Recast the material below as a numbered list, covering only the stretch that begins at the line containing "Pinpoint black sneaker" and runs through the line containing "[[439, 0, 508, 130], [361, 20, 427, 136]]". Leave out any blank lines.

+++++

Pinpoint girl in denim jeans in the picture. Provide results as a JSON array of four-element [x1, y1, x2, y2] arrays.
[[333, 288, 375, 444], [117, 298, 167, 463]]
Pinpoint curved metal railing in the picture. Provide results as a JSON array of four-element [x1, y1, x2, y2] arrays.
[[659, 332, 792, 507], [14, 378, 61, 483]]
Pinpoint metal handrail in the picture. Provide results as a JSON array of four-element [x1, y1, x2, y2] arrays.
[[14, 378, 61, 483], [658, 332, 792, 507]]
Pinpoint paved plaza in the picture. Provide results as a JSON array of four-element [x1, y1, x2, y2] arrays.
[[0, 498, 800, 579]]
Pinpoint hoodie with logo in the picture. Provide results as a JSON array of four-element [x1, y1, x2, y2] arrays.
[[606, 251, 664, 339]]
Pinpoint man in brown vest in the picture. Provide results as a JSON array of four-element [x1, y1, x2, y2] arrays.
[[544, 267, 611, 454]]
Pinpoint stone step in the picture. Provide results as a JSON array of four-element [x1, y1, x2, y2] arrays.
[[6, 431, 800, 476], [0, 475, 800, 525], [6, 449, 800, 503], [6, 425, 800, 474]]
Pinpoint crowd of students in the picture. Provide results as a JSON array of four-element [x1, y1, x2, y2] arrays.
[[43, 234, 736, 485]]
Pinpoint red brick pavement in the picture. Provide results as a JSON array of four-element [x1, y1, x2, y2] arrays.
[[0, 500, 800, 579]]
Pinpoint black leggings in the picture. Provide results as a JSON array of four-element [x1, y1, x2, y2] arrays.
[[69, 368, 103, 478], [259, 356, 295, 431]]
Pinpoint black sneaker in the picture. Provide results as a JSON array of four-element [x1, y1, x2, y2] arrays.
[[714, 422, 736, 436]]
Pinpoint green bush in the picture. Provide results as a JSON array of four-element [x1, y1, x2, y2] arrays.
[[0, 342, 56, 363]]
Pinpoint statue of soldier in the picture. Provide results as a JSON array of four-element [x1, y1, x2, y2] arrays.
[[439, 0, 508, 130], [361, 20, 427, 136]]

+++++

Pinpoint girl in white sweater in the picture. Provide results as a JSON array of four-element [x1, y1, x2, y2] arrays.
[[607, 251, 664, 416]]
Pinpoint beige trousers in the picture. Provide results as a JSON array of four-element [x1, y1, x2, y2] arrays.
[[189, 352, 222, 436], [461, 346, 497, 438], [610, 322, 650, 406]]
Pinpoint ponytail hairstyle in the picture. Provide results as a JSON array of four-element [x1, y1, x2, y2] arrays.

+++++

[Solution to the problem]
1. Pinpoint black sneaker in the picture. Provide results as a JSON array of four-element [x1, y1, x2, y2] arrays.
2. [[714, 422, 736, 436]]
3. Pinpoint green bush in the picture. Provide results as a JSON array of four-element [x1, y1, x2, y2] arrays.
4. [[0, 342, 56, 363]]
5. Pinpoint statue of soldier in the picture. Provide results as a JSON array of four-element [x1, y1, x2, y2] arrays.
6. [[439, 0, 508, 130], [361, 20, 427, 136]]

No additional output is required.